--- Listed records Enclosed Below ---

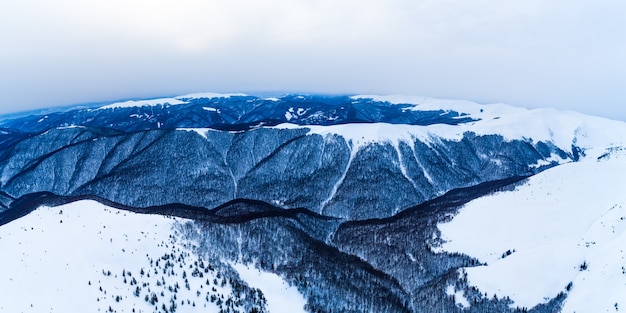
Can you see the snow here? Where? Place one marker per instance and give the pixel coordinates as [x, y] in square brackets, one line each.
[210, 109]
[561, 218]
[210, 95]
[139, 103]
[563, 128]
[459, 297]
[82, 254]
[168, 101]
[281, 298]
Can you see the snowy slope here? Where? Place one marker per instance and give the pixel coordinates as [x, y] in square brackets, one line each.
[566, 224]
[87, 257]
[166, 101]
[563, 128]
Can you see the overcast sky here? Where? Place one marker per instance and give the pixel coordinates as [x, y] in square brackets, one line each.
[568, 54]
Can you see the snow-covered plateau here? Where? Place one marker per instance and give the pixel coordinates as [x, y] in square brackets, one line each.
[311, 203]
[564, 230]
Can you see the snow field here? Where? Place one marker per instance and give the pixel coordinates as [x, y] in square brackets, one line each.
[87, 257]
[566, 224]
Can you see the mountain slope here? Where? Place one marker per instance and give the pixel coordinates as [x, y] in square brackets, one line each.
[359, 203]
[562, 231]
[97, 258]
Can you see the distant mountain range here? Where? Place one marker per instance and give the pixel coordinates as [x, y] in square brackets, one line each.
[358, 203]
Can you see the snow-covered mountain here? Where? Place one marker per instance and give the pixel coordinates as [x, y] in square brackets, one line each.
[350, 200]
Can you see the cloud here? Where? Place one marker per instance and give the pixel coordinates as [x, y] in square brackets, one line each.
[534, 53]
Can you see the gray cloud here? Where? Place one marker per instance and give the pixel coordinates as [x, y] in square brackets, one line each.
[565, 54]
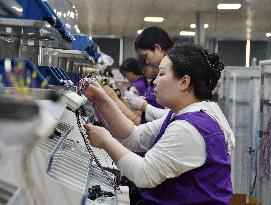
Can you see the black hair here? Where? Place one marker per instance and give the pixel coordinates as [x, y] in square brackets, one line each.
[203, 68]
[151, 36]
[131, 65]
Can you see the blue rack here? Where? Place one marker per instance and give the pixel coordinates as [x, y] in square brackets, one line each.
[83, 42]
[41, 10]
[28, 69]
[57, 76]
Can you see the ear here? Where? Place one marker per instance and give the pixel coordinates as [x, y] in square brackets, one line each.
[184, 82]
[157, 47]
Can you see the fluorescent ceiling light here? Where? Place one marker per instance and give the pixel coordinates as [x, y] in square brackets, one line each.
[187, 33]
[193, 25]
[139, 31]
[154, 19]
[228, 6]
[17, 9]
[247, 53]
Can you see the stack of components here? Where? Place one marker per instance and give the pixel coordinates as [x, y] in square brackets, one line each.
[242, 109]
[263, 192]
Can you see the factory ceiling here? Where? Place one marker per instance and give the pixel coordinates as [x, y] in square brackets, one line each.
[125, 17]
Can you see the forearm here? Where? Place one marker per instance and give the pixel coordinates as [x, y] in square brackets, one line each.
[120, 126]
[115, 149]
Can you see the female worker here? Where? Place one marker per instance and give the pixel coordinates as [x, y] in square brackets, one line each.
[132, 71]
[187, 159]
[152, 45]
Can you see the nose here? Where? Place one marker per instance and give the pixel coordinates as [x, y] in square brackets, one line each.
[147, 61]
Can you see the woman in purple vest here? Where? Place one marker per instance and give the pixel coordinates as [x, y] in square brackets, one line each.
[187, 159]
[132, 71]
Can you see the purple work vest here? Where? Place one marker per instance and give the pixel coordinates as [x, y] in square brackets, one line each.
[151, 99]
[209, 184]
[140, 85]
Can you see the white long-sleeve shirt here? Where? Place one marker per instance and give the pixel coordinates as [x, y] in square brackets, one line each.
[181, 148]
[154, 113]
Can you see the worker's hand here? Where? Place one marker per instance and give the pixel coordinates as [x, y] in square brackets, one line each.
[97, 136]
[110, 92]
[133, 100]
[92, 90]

--- End of Enclosed Listed records ---

## The task:
Without carrying over any picture, write out the entries above once more, exactly.

## Task result:
Can you see the snow here? Where? Place one marker per instance and give the pixel coordinates as [x, y] in square brackets, one line each.
[210, 109]
[561, 218]
[210, 95]
[139, 103]
[563, 128]
[459, 297]
[82, 254]
[168, 101]
[281, 298]
Can you see the snowy slope here? Where? Place one marker per instance and give the pixel coordinates as [x, y] in square brackets, one line each.
[566, 224]
[87, 257]
[166, 101]
[563, 128]
Can you see the overcast sky here? Where? Place one marker per instance and give the pixel coordinates as [x, y] in square brackets, one line each.
[568, 54]
Can you see the snow-covered plateau here? Where? Place one marker per instance and give the pixel coordinates as [x, y] in square brackets, one line each.
[311, 203]
[564, 230]
Can you see the snow field here? Where? Place one marker per instance and give the pixel coordinates as [x, y] in square brackets, one line each.
[87, 257]
[566, 224]
Can you see the mountain slope here? Where? Place one marker per instance and give the pixel coordinates as [x, y] in square brackets, one line each.
[359, 203]
[562, 231]
[97, 258]
Can you see the distant mountain range here? Where? Place one marker per instance and give the pixel coordinates as [x, y] in square brackets, one line each.
[358, 203]
Can you see the snow-covered mountain here? Where? Place one marker per instance and give the pixel coordinates as [x, y] in square brackets, one line each.
[350, 200]
Can you see the cloud here? Where? Place one marker per instance and give the pixel coordinates as [x, y] in square brackets, one line each.
[534, 53]
Can you see the gray cloud here? Where? Place one marker per instance and give the pixel coordinates as [x, y] in square brackets, one line each.
[565, 54]
Can you see the black hair here? Where? Place one marker per instance and give the pixel coordinates as [x, y] in square brackets, one line each.
[203, 68]
[151, 36]
[131, 65]
Can you see the blue rack here? Where? Place one marker per instance and give the pixel coordinates as [x, y] in square brackets, one line each.
[83, 42]
[41, 10]
[28, 69]
[57, 76]
Can you see the ear here? Where? Place one marker per instance and give the pixel coordinates as [x, y] in square brackets, one line each.
[184, 82]
[157, 47]
Can you see the fluorescent ceiling light here? Where? Place one marker per instance and give the pixel coordinates as [x, y] in square brackets, one line each.
[187, 33]
[193, 25]
[139, 31]
[154, 19]
[228, 6]
[17, 9]
[247, 53]
Can you see the stack of components here? Where? Place one marker per instance and give the pixel coordinates as [x, y] in square brackets, one line each.
[242, 109]
[263, 192]
Can you see the factory ceiling here? Where? Place one marker per instance and give the pixel coordinates as [x, y] in square brackets, one line each.
[125, 17]
Can you see the forearm here? Where? Place one marker per instance and give the pixel coordinates as [x, y] in square brackets, one line each.
[120, 126]
[115, 149]
Can you see the female worker here? Where? Place one marker per instance and give the pixel coordinates as [x, y] in square brackets, one line each.
[132, 71]
[187, 159]
[152, 45]
Can you see the nose here? Where? Place one marker per instance and give the pixel coordinates as [x, y] in square brackets, one line each.
[147, 61]
Can you see the woman in purple vest here? Where? Place one marker per instance and give the pixel coordinates as [x, y] in square brackets, one line each.
[187, 159]
[132, 71]
Can you see the purple work vest here? Where? Place one marker per instance and give the pixel coordinates as [x, y] in square brackets, one line each.
[151, 99]
[209, 184]
[140, 85]
Can you see the white long-sleeve shirt here? Where? Place one marker per instance and give the pixel coordinates as [x, y] in square brackets, one line each.
[181, 148]
[154, 113]
Can you see the worker's hand here? Where? Place one marker per instance and give the pixel coordinates as [x, y] in square brackets, one line each.
[97, 136]
[110, 92]
[133, 100]
[92, 90]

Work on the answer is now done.